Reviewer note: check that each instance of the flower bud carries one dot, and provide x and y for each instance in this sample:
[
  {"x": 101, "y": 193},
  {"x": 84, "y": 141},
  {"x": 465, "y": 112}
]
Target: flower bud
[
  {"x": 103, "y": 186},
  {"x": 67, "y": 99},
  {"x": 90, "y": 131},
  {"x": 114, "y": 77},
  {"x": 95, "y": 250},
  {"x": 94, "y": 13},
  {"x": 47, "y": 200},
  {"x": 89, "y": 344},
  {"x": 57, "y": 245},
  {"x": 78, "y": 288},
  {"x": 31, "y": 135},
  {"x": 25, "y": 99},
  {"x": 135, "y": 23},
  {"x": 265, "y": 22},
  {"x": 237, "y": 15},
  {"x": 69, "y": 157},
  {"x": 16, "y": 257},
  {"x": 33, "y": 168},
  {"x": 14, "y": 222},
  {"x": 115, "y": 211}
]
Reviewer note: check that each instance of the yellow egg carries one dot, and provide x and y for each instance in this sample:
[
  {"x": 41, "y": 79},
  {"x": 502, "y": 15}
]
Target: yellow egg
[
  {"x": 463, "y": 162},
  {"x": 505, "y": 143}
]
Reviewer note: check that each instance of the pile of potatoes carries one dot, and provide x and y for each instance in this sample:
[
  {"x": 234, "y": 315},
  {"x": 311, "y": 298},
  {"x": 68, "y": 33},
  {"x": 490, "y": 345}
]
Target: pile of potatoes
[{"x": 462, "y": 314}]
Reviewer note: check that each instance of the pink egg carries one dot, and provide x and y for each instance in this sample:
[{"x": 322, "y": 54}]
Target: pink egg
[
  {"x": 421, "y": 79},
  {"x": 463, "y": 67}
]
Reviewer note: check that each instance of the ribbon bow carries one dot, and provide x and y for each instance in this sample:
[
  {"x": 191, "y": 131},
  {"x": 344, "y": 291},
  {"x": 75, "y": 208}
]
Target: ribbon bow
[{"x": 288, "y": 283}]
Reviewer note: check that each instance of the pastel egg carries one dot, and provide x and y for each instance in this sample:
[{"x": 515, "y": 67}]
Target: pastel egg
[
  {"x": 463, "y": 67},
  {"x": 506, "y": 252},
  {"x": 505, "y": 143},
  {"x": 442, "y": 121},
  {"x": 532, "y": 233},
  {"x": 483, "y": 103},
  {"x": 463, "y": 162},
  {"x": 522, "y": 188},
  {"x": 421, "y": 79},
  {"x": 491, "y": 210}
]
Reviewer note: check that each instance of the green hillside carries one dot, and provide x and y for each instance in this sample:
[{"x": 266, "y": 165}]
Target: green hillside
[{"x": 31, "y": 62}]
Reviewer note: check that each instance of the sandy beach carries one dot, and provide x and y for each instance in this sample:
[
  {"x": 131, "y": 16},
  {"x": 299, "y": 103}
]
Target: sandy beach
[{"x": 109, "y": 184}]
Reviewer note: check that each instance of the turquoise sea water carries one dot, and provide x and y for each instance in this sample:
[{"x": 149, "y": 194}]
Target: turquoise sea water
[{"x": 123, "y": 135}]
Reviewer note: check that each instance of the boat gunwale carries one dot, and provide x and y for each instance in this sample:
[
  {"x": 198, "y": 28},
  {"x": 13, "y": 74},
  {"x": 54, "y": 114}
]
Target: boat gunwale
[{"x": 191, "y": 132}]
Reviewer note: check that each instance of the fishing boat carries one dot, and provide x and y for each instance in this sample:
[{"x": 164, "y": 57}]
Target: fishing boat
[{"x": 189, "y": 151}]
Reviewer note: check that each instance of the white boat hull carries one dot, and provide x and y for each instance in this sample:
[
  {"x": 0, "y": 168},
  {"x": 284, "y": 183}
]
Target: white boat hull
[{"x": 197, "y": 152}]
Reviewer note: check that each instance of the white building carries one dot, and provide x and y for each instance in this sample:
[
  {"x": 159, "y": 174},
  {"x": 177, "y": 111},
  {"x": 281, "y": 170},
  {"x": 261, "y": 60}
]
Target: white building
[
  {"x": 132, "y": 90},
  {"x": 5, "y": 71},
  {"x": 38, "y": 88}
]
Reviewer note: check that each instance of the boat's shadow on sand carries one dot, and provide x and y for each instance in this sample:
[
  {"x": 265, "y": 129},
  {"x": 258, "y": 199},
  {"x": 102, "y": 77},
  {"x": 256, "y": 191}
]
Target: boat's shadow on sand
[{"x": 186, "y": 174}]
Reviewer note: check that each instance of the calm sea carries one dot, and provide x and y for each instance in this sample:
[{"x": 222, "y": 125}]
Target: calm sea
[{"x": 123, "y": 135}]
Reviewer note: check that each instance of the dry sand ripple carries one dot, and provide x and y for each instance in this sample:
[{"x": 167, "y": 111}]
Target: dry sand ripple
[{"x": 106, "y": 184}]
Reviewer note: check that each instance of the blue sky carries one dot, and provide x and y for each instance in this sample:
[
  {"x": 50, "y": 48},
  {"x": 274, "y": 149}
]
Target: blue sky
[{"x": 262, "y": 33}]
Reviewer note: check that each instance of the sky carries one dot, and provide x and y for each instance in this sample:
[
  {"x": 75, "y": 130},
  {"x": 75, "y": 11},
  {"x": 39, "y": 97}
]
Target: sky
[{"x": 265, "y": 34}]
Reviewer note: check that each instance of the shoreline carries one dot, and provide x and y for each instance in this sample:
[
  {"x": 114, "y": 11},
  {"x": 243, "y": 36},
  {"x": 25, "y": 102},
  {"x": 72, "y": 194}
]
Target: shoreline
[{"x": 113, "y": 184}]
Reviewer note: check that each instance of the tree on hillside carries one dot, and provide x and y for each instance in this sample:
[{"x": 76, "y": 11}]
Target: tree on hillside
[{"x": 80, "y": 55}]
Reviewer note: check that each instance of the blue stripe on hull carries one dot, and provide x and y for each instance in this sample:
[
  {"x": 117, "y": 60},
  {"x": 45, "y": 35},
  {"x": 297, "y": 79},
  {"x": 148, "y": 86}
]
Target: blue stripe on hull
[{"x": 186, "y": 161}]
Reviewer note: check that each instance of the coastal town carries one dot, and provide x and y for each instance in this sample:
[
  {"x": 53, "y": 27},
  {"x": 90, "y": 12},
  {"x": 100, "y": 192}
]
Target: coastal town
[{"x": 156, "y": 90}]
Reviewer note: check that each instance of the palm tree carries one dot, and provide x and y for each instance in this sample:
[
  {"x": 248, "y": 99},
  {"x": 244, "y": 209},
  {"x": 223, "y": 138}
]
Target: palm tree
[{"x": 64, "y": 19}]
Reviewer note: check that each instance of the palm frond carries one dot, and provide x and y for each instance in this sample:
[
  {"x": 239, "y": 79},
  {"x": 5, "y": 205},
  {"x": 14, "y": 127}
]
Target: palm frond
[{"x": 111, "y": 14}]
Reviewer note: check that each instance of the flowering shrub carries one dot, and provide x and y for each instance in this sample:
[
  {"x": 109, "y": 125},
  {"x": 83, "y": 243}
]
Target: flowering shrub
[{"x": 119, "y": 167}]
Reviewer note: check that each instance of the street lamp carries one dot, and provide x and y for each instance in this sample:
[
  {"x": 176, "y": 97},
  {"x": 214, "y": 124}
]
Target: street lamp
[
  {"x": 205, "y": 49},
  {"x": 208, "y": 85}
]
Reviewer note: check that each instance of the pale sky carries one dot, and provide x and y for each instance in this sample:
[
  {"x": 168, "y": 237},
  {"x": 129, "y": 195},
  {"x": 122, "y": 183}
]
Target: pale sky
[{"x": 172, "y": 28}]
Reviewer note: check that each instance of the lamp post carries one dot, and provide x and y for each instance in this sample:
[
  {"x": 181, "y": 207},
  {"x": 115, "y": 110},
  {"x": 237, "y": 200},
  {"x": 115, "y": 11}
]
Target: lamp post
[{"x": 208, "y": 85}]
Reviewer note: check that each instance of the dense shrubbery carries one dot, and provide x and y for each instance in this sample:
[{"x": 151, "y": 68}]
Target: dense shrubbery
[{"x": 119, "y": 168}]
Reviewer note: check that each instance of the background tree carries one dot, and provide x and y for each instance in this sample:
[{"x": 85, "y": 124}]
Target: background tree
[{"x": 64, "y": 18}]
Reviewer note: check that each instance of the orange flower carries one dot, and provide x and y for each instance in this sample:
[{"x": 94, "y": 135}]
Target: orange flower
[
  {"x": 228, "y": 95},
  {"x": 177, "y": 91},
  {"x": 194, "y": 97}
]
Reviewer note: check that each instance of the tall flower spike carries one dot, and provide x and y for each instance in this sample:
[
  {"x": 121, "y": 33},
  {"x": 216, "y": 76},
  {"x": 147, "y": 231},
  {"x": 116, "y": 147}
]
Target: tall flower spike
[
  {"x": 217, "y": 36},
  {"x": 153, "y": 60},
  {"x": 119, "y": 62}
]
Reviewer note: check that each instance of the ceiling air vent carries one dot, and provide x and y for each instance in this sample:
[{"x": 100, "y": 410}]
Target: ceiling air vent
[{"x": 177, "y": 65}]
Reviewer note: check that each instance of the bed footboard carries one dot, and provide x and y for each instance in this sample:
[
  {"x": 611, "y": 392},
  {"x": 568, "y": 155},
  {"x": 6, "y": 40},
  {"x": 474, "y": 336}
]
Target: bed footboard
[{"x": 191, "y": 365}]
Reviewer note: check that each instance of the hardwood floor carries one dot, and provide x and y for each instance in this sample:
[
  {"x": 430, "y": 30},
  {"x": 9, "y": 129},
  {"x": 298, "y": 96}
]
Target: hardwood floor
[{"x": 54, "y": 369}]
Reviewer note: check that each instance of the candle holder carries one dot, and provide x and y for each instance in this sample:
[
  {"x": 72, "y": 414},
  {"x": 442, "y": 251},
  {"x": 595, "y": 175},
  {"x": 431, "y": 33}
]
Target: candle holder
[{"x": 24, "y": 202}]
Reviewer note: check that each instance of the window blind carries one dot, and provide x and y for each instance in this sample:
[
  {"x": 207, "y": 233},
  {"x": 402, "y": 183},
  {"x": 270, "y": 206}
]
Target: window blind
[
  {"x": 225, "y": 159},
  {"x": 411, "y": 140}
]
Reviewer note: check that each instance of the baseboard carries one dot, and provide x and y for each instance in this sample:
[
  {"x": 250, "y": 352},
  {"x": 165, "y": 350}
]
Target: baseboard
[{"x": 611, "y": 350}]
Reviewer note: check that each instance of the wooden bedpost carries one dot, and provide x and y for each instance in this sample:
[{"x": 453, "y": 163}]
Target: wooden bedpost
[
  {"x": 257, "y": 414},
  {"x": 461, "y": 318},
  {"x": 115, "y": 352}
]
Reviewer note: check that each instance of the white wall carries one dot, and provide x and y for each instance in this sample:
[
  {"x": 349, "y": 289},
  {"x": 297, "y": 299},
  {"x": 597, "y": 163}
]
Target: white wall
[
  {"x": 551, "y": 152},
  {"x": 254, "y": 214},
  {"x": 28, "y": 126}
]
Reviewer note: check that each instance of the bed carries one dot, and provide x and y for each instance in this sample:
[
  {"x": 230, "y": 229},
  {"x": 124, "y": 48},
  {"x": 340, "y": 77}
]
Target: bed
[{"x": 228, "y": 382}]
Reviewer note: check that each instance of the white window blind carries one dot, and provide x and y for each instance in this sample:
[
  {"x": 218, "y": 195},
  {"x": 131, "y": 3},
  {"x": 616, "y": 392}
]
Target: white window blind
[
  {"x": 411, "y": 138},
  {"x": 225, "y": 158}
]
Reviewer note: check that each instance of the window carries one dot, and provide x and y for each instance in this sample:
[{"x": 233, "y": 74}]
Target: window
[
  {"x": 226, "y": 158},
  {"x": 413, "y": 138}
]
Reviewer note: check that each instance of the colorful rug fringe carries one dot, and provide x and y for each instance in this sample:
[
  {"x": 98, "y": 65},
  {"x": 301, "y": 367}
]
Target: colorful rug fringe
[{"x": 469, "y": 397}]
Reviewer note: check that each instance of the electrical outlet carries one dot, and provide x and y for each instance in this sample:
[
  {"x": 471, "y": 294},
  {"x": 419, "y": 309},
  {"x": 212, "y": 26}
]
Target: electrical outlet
──────────────────────────────
== Request ==
Begin with the line that contains "Reviewer note: check that each instance of the bed carries" and end with the last line of the records; set down every line in that span exactly, and nothing else.

== Exercise answer ==
Reviewer note: check that each instance of the bed carries one dot, and provide x and y for each instance in this sample:
[
  {"x": 230, "y": 229},
  {"x": 124, "y": 48},
  {"x": 340, "y": 77}
]
Target: bed
[{"x": 228, "y": 382}]
Reviewer note: check that each instance of the white window blind carries one dot, and provide x and y for each instance in this sample:
[
  {"x": 218, "y": 195},
  {"x": 131, "y": 3},
  {"x": 616, "y": 392}
]
Target: white window blind
[
  {"x": 411, "y": 138},
  {"x": 225, "y": 158}
]
Reviewer note: check that each instance of the window carries one dot, and provide x and y for each instance in this sample:
[{"x": 233, "y": 74}]
Target: window
[
  {"x": 226, "y": 158},
  {"x": 413, "y": 138}
]
Reviewer note: check that each instance of the colorful rug fringe carries one dot, and provide x and y for each instance in this sample:
[
  {"x": 98, "y": 65},
  {"x": 301, "y": 367}
]
Target: colorful rug fringe
[{"x": 469, "y": 397}]
Reviewer note: check that each instance of the electrical outlet carries one dot, and provide x and y for each instance in this sample:
[
  {"x": 471, "y": 294},
  {"x": 419, "y": 309},
  {"x": 212, "y": 26}
]
Target: electrical outlet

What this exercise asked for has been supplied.